Everyday Feminism

by Rebecca Clemmons*

*This piece was originally published in the Odyssey and can be found here.

A few days ago, I read an article that made me quite angry.

It was titled “X number of things girls want guys to know” …or something like that. It angered me because of how much the author generalized both genders, how heteronormative and utterly un-feminist the article was. I started to type a scathing response to her article, and quickly determined that I had no use for what I wrote. I could never post something that mean.

However, what I had written ended up serving two purposes: it gave me an outlet for my anger, and direction for this piece.

This past decade has been one of the most progressive in history in many different ways — we are really starting to see some change being enacted in legislation and in social practice for women’s rights especially. However, that doesn’t mean we can let up. And sometimes, remembering this can be hard. So, here are some not-too-simple but important things you can and should do every day to be a stronger, more informed feminist.

1. Don’t be afraid to call yourself one — regardless of your gender.

One of the most harmful things to the feminist movement overall is the ambivalence to identify with it in the first place. Don’t be afraid of the people who’ll call you “feminazi” or “bra burner.” Anyone who is willing to compare a woman wanting equal rights and treatment (a movement that also has many beneficial aspects for men) to a literal mass genocide is either deeply ignorant or deeply hateful. And obviously, we don’t burn bras. That shit’s expensive. And to men who are fighting for us too, call yourself a feminist! Sadly, it’s so much more impactful when a man identifies as one than a woman. Explain it to your bros. Convince them. Show them that your manliness does not magically disappear when you support women.

Given data:
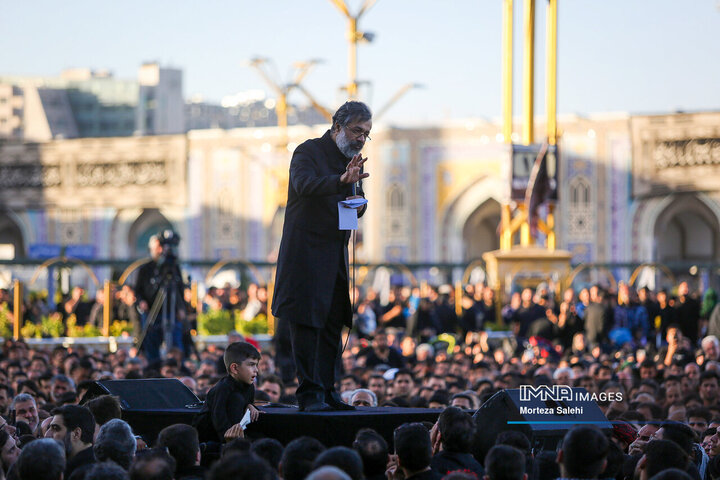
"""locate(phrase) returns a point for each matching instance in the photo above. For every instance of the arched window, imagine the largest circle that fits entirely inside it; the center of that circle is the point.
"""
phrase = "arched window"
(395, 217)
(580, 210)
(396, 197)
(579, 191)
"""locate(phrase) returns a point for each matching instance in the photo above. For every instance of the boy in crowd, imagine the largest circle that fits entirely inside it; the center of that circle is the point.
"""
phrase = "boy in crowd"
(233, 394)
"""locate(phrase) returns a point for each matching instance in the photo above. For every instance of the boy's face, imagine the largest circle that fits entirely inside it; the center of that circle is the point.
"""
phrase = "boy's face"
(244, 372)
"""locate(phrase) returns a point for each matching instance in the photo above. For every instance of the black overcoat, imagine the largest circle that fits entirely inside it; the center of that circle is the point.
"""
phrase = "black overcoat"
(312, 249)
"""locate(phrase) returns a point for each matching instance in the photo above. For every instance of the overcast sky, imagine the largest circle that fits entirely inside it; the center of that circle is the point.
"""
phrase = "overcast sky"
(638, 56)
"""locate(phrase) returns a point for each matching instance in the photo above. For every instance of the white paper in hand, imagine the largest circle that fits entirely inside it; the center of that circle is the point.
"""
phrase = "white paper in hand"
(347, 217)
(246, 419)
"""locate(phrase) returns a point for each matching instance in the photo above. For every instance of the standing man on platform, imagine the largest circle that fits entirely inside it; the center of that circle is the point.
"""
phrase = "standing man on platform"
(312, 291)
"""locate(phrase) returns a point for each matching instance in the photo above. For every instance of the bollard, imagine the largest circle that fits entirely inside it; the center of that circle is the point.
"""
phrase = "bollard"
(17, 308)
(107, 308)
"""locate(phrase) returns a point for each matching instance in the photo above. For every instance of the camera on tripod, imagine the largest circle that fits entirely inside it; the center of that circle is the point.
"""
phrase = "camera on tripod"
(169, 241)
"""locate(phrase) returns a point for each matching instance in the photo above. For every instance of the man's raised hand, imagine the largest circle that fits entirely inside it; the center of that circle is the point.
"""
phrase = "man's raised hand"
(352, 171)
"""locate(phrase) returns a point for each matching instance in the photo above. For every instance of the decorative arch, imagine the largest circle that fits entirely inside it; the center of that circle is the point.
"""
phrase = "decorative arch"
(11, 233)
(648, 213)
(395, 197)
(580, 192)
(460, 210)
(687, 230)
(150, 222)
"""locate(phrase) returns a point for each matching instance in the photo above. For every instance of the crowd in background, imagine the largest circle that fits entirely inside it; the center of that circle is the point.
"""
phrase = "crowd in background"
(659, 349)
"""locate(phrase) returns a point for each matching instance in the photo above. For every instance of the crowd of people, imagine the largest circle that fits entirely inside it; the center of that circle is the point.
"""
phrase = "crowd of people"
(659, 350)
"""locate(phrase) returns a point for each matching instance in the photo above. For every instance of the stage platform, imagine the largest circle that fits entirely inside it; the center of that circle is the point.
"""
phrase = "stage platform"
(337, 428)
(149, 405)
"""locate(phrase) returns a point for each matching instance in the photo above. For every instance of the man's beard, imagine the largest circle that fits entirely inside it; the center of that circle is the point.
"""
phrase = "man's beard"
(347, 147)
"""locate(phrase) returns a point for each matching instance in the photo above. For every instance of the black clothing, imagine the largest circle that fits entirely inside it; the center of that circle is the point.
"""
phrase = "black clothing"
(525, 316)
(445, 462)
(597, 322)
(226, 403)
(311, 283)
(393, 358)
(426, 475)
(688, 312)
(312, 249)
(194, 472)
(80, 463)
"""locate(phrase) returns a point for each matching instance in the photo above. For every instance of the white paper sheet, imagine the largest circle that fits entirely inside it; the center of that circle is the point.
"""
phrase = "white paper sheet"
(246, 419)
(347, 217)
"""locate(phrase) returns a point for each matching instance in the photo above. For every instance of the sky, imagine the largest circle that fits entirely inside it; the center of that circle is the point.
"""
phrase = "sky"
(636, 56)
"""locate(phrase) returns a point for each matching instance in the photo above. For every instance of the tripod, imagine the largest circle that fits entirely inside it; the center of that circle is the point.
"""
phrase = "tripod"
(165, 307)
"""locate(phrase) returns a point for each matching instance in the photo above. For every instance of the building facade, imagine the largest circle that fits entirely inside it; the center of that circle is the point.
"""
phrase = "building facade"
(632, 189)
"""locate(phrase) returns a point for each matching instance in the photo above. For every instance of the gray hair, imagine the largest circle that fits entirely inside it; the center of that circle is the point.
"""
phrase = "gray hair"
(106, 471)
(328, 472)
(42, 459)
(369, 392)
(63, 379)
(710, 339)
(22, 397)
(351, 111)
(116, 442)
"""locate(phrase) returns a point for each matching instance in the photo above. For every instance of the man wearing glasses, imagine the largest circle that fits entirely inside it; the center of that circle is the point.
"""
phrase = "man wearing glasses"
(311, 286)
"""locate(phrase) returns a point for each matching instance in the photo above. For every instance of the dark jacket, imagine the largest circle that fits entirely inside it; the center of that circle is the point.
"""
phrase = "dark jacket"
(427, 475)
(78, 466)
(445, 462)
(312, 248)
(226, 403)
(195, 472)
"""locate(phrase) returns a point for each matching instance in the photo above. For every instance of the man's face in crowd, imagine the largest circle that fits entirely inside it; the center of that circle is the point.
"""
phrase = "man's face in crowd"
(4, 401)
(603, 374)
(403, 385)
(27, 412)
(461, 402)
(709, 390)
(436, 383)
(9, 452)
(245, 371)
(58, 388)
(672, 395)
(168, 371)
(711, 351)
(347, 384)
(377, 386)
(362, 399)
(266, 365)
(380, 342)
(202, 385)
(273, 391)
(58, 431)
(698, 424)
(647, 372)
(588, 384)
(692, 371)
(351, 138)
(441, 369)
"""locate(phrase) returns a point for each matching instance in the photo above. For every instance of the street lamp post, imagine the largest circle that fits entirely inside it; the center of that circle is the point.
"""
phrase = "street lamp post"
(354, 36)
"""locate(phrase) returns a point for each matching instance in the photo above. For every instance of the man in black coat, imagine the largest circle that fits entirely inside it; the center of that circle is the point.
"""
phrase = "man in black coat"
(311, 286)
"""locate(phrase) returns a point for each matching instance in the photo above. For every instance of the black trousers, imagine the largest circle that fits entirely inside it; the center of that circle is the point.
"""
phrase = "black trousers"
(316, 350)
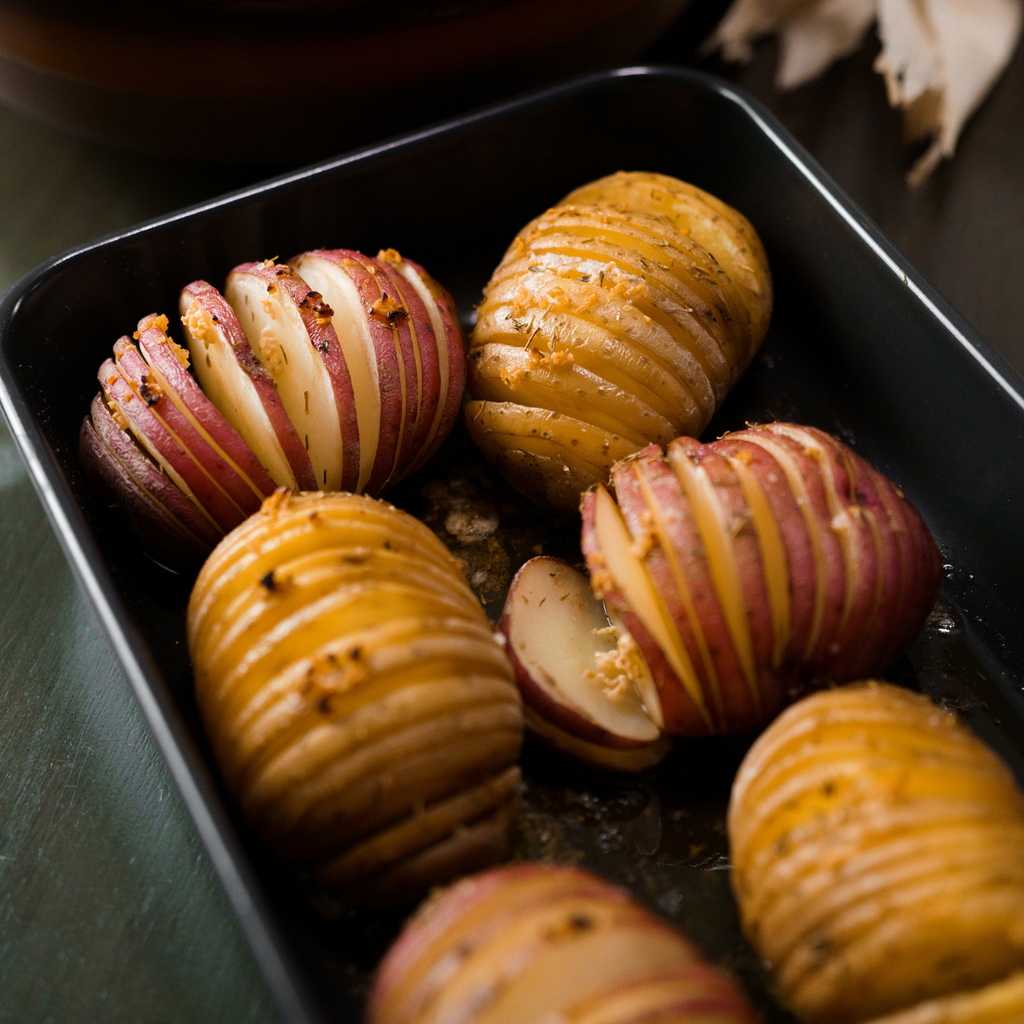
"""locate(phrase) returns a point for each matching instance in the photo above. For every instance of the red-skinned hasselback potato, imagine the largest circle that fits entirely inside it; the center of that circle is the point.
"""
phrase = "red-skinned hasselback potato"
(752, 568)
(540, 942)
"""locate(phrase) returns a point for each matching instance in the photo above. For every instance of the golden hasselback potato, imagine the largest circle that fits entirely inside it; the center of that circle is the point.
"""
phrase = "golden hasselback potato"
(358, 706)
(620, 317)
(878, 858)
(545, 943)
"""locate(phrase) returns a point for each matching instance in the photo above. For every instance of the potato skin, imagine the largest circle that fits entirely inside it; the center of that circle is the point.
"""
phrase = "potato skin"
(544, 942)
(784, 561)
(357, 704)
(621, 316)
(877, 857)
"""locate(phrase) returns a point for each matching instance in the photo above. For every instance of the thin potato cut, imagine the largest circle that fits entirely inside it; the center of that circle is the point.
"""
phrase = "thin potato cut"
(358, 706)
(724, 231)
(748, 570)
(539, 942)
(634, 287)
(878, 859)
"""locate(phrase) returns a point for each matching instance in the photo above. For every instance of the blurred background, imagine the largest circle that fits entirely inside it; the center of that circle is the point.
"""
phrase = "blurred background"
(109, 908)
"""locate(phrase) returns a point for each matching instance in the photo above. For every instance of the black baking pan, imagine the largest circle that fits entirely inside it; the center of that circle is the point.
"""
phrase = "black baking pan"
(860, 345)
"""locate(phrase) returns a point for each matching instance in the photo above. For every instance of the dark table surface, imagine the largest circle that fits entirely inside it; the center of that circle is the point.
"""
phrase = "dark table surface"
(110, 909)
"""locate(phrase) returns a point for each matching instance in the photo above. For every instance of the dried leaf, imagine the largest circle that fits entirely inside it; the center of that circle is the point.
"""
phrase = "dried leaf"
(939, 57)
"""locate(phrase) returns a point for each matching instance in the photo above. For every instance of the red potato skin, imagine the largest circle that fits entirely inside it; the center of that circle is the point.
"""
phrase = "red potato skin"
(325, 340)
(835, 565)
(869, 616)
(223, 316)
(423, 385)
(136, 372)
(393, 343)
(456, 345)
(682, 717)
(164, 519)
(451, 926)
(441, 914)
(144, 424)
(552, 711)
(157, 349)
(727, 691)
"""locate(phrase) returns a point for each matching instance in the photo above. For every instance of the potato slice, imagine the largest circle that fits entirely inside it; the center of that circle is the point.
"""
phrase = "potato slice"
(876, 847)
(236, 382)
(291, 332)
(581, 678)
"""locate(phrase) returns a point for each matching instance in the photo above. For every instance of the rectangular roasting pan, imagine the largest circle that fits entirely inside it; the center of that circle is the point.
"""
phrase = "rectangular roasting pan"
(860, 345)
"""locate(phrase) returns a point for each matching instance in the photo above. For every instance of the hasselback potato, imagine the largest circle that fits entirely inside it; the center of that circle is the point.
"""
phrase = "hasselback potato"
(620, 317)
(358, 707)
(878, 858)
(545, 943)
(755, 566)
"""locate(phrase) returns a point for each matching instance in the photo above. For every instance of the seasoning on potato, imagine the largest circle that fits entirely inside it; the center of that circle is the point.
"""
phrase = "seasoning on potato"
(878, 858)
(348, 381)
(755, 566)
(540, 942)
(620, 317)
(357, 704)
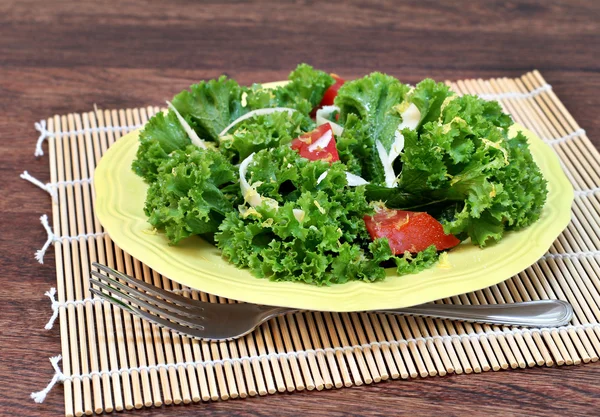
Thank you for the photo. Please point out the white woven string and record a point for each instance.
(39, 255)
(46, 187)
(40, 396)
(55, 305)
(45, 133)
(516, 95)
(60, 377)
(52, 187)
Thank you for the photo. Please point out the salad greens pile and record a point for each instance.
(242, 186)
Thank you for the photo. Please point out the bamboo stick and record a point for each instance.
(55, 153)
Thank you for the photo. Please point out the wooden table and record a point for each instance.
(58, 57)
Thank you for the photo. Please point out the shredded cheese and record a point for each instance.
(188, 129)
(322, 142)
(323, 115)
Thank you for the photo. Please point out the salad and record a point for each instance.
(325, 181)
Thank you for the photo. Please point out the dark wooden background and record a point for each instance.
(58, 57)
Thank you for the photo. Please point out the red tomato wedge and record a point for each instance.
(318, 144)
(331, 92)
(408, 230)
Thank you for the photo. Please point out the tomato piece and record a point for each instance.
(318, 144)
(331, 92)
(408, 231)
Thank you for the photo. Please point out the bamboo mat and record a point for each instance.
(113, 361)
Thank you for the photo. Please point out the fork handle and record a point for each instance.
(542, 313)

Tasks and exercises:
1. Copy from the everyday feminism piece everything from "1. Don’t be" down to "you support women.", word for word.
2. Carry the everyday feminism piece further, picking up right after its last sentence.

Solved tasks:
1.
1. Don’t be afraid to call yourself one — regardless of your gender.

One of the most harmful things to the feminist movement overall is the ambivalence to identify with it in the first place. Don’t be afraid of the people who’ll call you “feminazi” or “bra burner.” Anyone who is willing to compare a woman wanting equal rights and treatment (a movement that also has many beneficial aspects for men) to a literal mass genocide is either deeply ignorant or deeply hateful. And obviously, we don’t burn bras. That shit’s expensive. And to men who are fighting for us too, call yourself a feminist! Sadly, it’s so much more impactful when a man identifies as one than a woman. Explain it to your bros. Convince them. Show them that your manliness does not magically disappear when you support women.

2.
2. Try your hardest to move away from old norms.

It’s 2018 — guys shouldn’t be expected to always pay for dates. Personally, I think whoever asks the other out should pay for the first date, but anything after that really is up to the couple. Let’s be real — everyone is broke in college and high school. Don’t expect one person to pay all the time. Similarly, if you want to ask a guy out or text him first, GO FOR IT. If you don’t, that’s cool too. Just don’t expect men to do it solely because they’re men.

3. Equality isn’t conditional.

We have to be able to admit and identify that sexism does have some benefits for women. Many girls in college don’t have any trouble getting into frat parties, but often, guys have to pay unless they’re in a frat. Women can often use their charm and their looks to try and get things for free. Oh, and there’s the whole “women and children first” thing. If we want true equality, we must try not to take advantage or perpetuate these benefits and work to break them, too.

4. Women can be chivalrous too.

Open doors for everyone, whether you’re a man or a woman. It’s nice.

5. Educate yourself, share what you know, and listen.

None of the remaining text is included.